_ZU ERLEDIGENDE AUFGABEN_.
(a) Beantworte zum Reisebericht kurz diese Fragen:
(i) Um wie viel Uhr lockt der Stadtplan von Zagreb aus dem Bett?
(ii) Durch welchen Ort führt das kleine Stück auf dem Radweg?
(iii) Wie viele Kilometer lang schlängelt sich der Radweg an der Murr entlang?
(b) Schreib aus dem Reisebericht den Abschnitt ab, der mit „Ich markiere alles, was“ beginnt und mit „besuchen zu können.“ endet.
(c) Wie könnte der Reisebericht über den dritten Tag im Zagorje nach seinem letzten Satz weitergehen? Setz ihn fort.

Tag 3 Hochland Zagorje, Burg Veliki Tabor und Dorf Kumrovec

 

Gassirunde auf dem Murradweg 

 

Morgens um sechs lockt der Stadtplan von Zagreb mich aus dem Bett.

 

Ich markiere alles, was uns gefallen könnte, auch Street Art-Orte und überlege mir einen Schlenker, um auf dem Weg von der Grenze bis nach Zagreb noch eine hübsche kleine Burg mit einer tragischen Liebesgeschichte und das Wohnhaus Titos besuchen zu können.

 

 

Zufrieden mit meinen Plänen schnappe ich mir gegen sieben die Leine und Hannes und erkunde mit ihm die Gegend um den Platz.

 

Wir stapfen ein kleines Stück auf dem Murrradweg durch Unterschwarza. Er gilt als einer der schönsten Radwege im Alpenraum, beginnt im Salzburger Land und schlängelt sich vierhundert Kilometer an der Murr entlang. Heute ist aber alles nass und grau und renovierungsbedürftig und nicht gerade das schönste Fleckchen Erde, das ich mir vorstellen kann.

 

 

Es ist keine Menschenseele auf der Straße. Die Wohnhäuser sind teilweise verfallen und stehen zaunlos auf gemähtem Gras. Dahinter erstrecken sich Wiesen und Wälder. Man könnte hier auch die Grenzregion zu Slowenien erwandern. Will ich aber nicht. Der Hunger treibt mich zurück.

_EXTRAHIERTE DATENSÄTZE_.
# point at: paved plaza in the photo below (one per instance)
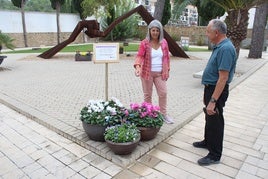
(41, 135)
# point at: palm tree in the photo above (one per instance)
(257, 40)
(237, 18)
(6, 41)
(56, 4)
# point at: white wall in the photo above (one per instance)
(11, 22)
(250, 20)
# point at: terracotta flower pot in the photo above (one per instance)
(94, 132)
(148, 133)
(123, 148)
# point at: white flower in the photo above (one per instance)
(117, 101)
(111, 110)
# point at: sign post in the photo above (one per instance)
(106, 53)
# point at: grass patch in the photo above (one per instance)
(132, 47)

_ERGEBNISSE JE AUFGABE_.
(a)
(i) Morgens um sechs.
(ii) Durch Unterschwarza.
(iii) Vierhundert Kilometer.

(b)
Ich markiere alles, was uns gefallen könnte, auch Street Art-Orte und überlege mir einen Schlenker, um auf dem Weg von der Grenze bis nach Zagreb noch eine hübsche kleine Burg mit einer tragischen Liebesgeschichte und das Wohnhaus Titos besuchen zu können.

(c)
Abfahrt

 

Meine aufbackbaren Brötchen zaubern sich im Omina witzigerweise ganz von selbst zu einem Partykranz und als wir abfahrbereit sind, ist der Platz schon leergefegt. Scheinbar wollen die meisten Camper heute noch eine weite Strecke fahren.

 

 

Ich kann mich bei Tatti und Susi mit meinem Schlenker zur tragischen Burg auf dem Weg nach Zagreb durchsetzen. Tatti steckt vierzig Euro für die Übernachtung mit zwei Fahrzeugen in einen Umschlag und in einen Briefkasten bei den Duschen. Ich finde, für das Geld sollten sie hübschere Sanitärräume haben.

 

Außerdem gibt es auch Gaststätten, die ihre Gäste gratis übernachten lassen. Oliver kann es sich offensichtlich erlauben. Der Stellplatz "Oliver kocht" ist bei den Linern, also den langen Wohnmobilen, die teilweise mit Anhänger und Auto darauf unterwegs sind, sehr beliebt. Tatti lässt Abwasser ab und unsere Reise geht weiter. 

 

 

Nach sieben Minuten Fahrtzeit passieren wir schon den bunt verzierten Grenzübergang Spielfeld/Šentilj von Österreich nach Slowenien und eine halbe Stunde später sind wir auch schon wieder raus aus Slowenien und im Norden Kroatiens angekommen.

 

Roadtrip Kroatien und Mostar

 

Wir hatten uns vorher für sechzehn Euro E-Vignetten jeweils für die Hin- und für die Rückreise durch Slowenien gekauft gekauft. Wir kommen quasi durch den Nebeneingang und nicht wie sonst durch den Karawankentunnel, dem eigentlichen "Tor zum Balkan".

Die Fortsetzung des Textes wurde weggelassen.